--- Start of Dataset content ---
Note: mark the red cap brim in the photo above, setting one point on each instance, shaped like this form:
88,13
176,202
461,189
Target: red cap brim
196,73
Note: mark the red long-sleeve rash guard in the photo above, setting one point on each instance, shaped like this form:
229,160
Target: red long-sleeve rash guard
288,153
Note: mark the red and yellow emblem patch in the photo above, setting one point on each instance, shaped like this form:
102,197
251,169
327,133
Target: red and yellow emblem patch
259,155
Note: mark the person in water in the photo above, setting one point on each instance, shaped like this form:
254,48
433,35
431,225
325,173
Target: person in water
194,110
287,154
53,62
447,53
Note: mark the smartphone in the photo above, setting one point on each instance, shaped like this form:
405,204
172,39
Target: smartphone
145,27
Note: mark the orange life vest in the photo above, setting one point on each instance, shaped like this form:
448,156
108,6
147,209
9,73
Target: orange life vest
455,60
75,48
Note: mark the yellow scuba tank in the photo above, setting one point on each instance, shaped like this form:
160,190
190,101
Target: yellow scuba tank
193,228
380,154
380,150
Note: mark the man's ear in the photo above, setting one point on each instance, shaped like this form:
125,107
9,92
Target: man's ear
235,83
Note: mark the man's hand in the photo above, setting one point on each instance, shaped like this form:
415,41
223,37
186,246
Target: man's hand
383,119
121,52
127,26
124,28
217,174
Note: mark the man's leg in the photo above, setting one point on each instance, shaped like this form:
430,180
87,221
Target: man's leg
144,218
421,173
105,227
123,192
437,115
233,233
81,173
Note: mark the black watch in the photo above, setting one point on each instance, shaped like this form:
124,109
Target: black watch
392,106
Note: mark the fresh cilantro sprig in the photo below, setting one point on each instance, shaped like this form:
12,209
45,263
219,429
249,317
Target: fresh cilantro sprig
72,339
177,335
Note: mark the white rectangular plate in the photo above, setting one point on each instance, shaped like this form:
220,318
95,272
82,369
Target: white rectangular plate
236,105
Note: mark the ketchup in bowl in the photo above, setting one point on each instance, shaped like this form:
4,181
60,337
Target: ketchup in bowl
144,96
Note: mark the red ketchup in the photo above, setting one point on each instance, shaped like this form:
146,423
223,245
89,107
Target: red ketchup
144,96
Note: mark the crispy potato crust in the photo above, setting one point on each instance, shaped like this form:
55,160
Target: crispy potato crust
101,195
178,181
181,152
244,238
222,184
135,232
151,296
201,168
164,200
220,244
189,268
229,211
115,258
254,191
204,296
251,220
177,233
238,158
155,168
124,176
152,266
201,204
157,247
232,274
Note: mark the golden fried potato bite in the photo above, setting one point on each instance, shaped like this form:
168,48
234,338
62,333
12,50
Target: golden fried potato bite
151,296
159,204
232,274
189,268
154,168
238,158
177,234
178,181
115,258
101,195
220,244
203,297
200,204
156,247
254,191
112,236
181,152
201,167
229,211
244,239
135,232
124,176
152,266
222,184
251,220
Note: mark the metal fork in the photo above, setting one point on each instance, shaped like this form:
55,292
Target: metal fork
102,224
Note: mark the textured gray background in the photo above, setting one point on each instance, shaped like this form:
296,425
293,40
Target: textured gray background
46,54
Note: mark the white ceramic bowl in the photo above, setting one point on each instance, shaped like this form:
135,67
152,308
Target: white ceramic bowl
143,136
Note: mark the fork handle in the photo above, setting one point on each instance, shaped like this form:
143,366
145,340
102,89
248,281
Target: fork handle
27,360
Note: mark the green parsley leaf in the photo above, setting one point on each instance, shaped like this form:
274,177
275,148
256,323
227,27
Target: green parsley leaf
--- End of Dataset content ---
#### Task goal
Write out everything from the line containing "Note: mark the fork" down to the end of the data, keeping every line, and add 95 to each number in the answer coordinates.

#### The solution
Note: mark the fork handle in the photo above, setting one point on each instance, shaped like this form:
143,366
145,340
102,89
248,281
Target: fork handle
122,455
Note: mark the green parsley leaf in the photo above, setting one point on each instance, shaped like this form:
274,177
275,148
256,323
227,27
Target: green parsley leaf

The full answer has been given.